■ **Source data**:
------
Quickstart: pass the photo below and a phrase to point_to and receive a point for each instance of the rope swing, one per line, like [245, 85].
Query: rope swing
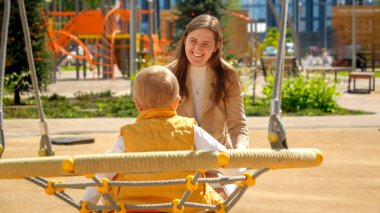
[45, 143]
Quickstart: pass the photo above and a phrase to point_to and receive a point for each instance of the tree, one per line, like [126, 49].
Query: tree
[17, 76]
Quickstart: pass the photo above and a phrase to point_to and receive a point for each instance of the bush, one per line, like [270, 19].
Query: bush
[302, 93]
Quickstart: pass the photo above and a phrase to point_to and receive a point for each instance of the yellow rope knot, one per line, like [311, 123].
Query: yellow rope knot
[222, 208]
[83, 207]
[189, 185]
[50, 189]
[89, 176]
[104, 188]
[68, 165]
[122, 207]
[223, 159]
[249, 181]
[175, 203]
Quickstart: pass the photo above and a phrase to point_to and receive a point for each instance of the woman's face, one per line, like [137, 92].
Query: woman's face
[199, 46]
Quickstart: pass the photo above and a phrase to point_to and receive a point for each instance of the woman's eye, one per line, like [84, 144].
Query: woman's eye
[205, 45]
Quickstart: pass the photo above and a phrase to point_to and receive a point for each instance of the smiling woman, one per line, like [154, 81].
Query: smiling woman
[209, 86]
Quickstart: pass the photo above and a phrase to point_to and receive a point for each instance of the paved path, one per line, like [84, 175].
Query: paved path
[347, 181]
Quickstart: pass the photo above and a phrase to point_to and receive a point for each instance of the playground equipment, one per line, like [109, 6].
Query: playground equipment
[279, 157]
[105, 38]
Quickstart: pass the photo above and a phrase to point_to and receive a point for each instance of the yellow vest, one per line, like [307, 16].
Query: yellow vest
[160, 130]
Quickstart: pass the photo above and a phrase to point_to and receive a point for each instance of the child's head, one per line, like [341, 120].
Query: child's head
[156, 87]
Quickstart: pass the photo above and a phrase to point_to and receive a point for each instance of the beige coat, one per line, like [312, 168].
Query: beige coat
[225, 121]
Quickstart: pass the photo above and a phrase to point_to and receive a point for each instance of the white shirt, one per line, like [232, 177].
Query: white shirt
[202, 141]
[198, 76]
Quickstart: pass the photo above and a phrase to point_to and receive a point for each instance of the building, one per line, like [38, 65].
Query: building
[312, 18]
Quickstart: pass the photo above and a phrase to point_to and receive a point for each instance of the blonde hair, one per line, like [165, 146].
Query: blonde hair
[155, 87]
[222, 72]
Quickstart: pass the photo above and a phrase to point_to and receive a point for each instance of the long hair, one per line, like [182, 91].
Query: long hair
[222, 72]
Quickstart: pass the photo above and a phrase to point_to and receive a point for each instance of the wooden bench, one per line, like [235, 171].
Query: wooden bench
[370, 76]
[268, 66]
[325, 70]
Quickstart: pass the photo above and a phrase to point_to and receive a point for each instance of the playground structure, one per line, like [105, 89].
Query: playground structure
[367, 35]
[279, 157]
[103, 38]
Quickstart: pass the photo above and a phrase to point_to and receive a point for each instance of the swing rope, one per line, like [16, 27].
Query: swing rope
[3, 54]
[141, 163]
------
■ **DO THIS**: Rewrite the data above from the line containing "like [312, 168]." through the end of the data, keeping every line. Offset each coordinate in the answer points by -125 and leave all other text unchanged.

■ **SOLUTION BELOW**:
Quickstart: pass the photo above and a phrase to point_to and receive a point for each instance of the beige coat, one per line, like [312, 168].
Query: beige coat
[100, -4]
Quickstart: pass the photo above and a phrase to point_to and receive a point for each instance of the white shirt, one per line, like [232, 177].
Query: white shirt
[77, 16]
[73, -49]
Quickstart: pass the photo above and a phrase to point_to and receive a point for each instance of the building, one per line, like [38, 65].
Query: building
[187, -107]
Quickstart: pass the photo above and a phrase to point_to and receive a point for each instance of the blonde hair, one per line, like [165, 146].
Query: blonde hair
[30, -38]
[97, -53]
Quickstart: pass the photo above and a phrase to point_to and receive a point for each instance of the long hair, one per line, like [182, 91].
Query: long hair
[97, -53]
Quickstart: pass the photo above and a phrase to point_to and receive a point for each instance of the wooden bench, one per line, like [235, 171].
Query: wooden bench
[245, -49]
[143, -59]
[200, -55]
Quickstart: pass the photo above and a phrase to point_to and receive a point for each instance of the playground structure, one per line, like [105, 89].
Query: playground structure
[242, -90]
[154, 32]
[-22, -87]
Quickstart: pass the photo above and a phrase to point_to and receive a point for each instance of the swing rope, one per line, like [16, 27].
Query: swing rope
[-122, -71]
[16, 38]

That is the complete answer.